[Dataset rows showing where objects appear]

━━━━

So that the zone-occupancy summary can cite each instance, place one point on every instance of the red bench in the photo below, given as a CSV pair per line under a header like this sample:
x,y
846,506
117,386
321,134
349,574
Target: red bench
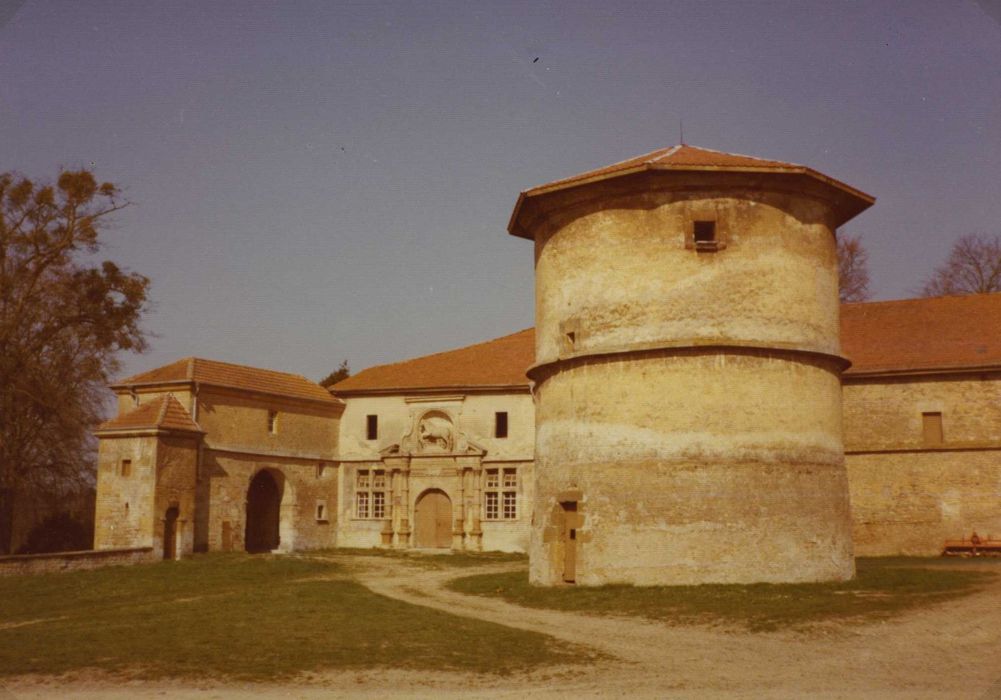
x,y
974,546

━━━━

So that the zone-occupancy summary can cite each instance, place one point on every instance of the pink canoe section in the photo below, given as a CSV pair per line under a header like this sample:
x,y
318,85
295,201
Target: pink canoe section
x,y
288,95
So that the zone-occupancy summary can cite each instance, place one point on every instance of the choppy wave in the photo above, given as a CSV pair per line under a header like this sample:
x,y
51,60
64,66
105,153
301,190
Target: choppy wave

━━━━

Copy the lines above verbatim, from the line with "of the choppy" up to and including the line with "Target: choppy wave".

So that the zone-occupancy summary can cite each instance, place one point on every instance of the choppy wave in the photo above, given as a CSV pair per line under a header like this sample:
x,y
51,60
64,66
105,153
301,190
Target: choppy wave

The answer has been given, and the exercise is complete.